Instructions to follow —
Reproduce every record below exactly as written, but leave out any pictures.

Supplied records —
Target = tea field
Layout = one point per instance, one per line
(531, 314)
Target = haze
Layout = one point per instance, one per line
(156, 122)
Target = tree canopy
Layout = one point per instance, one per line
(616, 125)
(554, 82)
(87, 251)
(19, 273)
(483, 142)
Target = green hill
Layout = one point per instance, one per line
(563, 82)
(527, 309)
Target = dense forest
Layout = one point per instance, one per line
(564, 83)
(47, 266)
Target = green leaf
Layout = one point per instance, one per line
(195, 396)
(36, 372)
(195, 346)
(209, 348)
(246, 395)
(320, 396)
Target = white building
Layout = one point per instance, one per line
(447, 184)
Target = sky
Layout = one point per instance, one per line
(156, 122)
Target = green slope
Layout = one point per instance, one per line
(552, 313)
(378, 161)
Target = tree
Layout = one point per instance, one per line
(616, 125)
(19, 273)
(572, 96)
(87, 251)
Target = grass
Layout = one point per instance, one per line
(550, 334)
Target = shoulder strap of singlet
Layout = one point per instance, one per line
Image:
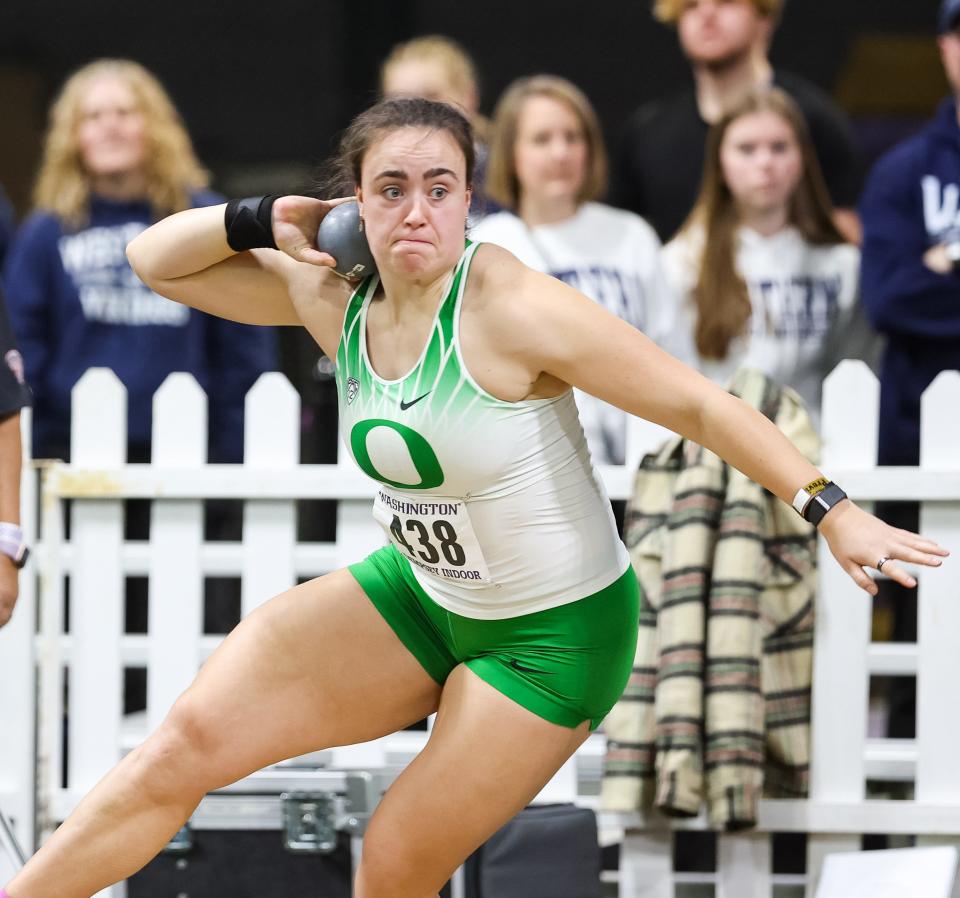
(348, 352)
(448, 313)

Finished answer —
Target = tea field
Layout = one point per instance, one per line
(531, 314)
Target = haze
Layout = one point per instance, one per line
(156, 122)
Target = tree canopy
Layout = one point per instance, one per line
(616, 125)
(554, 82)
(87, 251)
(19, 273)
(483, 142)
Target = green hill
Layout = one point per instance, one per line
(563, 82)
(527, 309)
Target = dense forest
Layout = one point per instance, one per line
(564, 83)
(47, 266)
Target = green leaf
Layout = one point per instance, one per line
(195, 396)
(36, 372)
(195, 346)
(209, 348)
(246, 395)
(320, 396)
Target = white building
Layout = one point per instance, one per line
(447, 184)
Target = sky
Layout = one point per instance, one per line
(156, 122)
Target = green slope
Layout = one point per instance, one per line
(552, 313)
(378, 161)
Target = tree
Layout = one point per instance, one per line
(616, 125)
(19, 273)
(572, 96)
(87, 251)
Target = grass
Layout = one point per instance, one per line
(550, 334)
Target = shoulder strap of singlet
Layout = one point per instance, one per line
Image:
(348, 352)
(448, 313)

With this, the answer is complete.